- [What you have to do]:
Please count the lines in the records below that contain the word "target". Give only that number.

[Segmentation labeling records]

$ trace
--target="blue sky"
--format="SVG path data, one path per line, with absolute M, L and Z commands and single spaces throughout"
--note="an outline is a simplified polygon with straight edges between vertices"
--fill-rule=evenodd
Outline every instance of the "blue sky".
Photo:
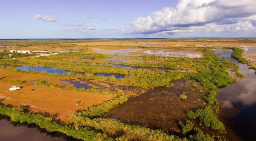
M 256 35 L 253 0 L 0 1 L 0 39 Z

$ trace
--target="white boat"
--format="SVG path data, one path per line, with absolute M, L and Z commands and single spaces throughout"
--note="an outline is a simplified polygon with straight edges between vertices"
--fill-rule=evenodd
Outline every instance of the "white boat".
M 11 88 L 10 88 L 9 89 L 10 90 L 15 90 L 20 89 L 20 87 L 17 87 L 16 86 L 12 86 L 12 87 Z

--

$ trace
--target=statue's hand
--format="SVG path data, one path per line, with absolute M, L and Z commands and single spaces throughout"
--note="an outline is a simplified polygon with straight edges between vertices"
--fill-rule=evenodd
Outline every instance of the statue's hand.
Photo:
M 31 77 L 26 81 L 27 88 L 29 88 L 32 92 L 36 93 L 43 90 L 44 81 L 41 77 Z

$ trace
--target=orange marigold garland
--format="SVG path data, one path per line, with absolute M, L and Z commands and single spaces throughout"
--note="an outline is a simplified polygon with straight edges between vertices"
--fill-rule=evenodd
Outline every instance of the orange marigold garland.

- [Output below]:
4